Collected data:

- - -

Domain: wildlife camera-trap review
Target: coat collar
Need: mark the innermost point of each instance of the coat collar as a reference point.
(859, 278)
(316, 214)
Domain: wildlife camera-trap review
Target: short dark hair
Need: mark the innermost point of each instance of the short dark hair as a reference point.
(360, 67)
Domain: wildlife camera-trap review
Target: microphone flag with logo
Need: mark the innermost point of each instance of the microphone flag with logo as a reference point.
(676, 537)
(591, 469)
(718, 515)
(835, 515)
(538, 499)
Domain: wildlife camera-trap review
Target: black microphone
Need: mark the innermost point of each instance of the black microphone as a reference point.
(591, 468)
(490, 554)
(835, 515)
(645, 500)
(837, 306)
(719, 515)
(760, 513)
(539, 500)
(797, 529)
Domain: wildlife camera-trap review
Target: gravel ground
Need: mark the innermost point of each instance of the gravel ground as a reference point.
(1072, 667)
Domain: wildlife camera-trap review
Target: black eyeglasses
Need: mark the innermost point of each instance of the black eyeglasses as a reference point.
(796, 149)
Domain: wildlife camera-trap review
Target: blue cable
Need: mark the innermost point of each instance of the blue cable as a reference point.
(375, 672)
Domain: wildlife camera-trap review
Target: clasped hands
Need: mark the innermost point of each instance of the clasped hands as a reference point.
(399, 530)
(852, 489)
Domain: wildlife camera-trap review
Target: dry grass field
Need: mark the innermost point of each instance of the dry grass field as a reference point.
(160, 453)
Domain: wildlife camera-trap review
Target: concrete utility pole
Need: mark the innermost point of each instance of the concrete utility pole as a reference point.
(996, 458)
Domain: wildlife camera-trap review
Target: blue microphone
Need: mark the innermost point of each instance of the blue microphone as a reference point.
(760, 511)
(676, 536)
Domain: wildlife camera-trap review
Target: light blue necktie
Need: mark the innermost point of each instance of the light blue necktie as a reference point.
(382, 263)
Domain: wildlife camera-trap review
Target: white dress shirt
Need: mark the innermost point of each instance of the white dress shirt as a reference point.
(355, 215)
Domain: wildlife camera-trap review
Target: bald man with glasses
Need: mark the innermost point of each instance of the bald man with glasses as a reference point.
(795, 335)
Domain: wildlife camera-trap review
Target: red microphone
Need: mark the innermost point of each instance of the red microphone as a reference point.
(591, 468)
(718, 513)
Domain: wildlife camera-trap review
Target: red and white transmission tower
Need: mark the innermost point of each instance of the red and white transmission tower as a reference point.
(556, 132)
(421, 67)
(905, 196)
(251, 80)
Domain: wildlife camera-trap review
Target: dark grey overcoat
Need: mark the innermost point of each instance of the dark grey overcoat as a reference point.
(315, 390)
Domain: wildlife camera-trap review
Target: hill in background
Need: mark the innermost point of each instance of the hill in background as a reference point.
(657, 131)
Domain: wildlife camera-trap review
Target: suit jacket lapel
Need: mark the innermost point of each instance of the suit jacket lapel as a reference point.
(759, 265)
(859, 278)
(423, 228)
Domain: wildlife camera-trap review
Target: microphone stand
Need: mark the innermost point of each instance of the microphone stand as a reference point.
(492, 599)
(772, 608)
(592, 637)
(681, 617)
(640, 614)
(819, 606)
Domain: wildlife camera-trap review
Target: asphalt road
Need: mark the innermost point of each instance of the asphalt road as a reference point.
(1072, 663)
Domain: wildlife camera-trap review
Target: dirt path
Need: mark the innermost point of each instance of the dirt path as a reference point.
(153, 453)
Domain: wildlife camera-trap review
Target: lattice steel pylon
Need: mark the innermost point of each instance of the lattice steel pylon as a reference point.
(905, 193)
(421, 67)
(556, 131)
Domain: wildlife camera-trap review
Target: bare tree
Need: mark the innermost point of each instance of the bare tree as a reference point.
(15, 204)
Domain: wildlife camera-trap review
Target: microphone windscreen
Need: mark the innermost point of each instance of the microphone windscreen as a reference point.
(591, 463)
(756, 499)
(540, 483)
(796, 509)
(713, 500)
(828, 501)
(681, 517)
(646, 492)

- - -

The problem: List each line in the items above that includes the word "black".

The answer:
Target: black microphone
Need: mark the innermost point of each instance of the black microphone as a reference point.
Target: black eyeglasses
Need: mark the innermost point of each instance of the black eyeglasses as a reference point.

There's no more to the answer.